→ **Task statement**:
Carry none of the pictures over; set down the material below exactly.
--------------------------------------------------
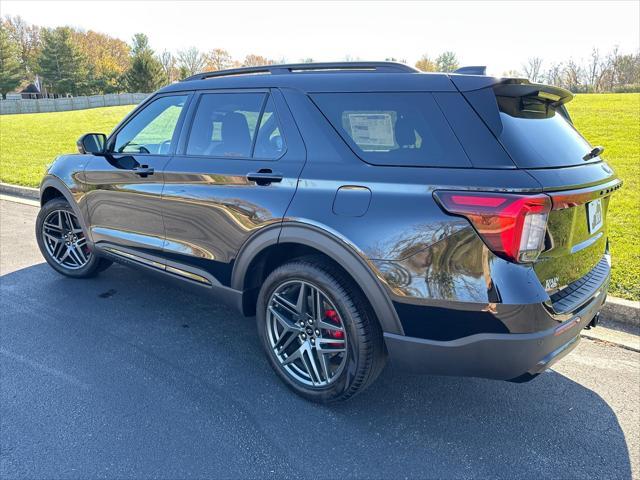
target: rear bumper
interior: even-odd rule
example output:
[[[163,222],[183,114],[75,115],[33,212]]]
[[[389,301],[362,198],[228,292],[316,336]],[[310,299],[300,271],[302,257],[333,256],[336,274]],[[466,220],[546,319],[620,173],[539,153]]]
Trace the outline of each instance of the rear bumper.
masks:
[[[433,341],[385,333],[392,364],[412,373],[526,381],[576,347],[606,298],[606,288],[557,326],[535,333],[482,333]]]

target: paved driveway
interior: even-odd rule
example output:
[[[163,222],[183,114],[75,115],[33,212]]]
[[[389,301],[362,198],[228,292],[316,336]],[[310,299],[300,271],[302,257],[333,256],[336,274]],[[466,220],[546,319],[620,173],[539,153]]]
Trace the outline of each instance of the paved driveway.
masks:
[[[2,478],[629,478],[638,353],[583,340],[516,385],[387,368],[310,404],[271,372],[254,320],[120,266],[56,274],[36,209],[0,202]]]

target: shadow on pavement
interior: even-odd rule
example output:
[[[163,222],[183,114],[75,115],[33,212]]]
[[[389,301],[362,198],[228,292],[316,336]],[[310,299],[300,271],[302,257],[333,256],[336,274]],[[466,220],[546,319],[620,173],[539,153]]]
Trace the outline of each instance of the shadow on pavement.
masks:
[[[290,393],[244,319],[120,266],[0,279],[6,477],[631,477],[593,391],[387,368],[346,404]]]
--------------------------------------------------
→ **Task result**:
target: rear bumper
interior: even-odd rule
example output:
[[[163,222],[183,114],[75,115],[33,212]]]
[[[389,301],[362,198],[228,292],[316,336]],[[310,299],[300,271],[302,257],[333,256],[336,274]],[[466,220],[546,319],[620,173],[539,153]]]
Trace the outline of each instance of the rear bumper.
masks:
[[[433,341],[385,333],[392,364],[412,373],[526,381],[576,347],[606,298],[606,288],[557,326],[535,333],[482,333]]]

target: paved driveway
interior: even-odd rule
example output:
[[[163,222],[183,114],[75,115],[33,212]]]
[[[389,301],[362,198],[228,292],[316,336]],[[310,299],[300,271],[302,257],[333,256],[336,274]],[[466,220],[546,319],[620,173],[539,153]]]
Trace the outline of each instance of the paved driveway.
masks:
[[[2,478],[629,478],[638,353],[583,340],[516,385],[387,368],[310,404],[271,372],[254,320],[120,266],[56,274],[36,209],[0,202]]]

target: shadow on pavement
interior: even-odd rule
example output:
[[[163,222],[183,114],[75,115],[33,212]]]
[[[389,301],[362,198],[228,292],[316,336]],[[310,299],[300,271],[302,257],[333,256],[336,274]],[[466,220],[546,319],[620,173],[539,153]]]
Trace the outline of each instance of the shadow on pavement.
masks:
[[[290,393],[244,319],[120,266],[0,279],[6,477],[631,477],[593,391],[387,368],[346,404]]]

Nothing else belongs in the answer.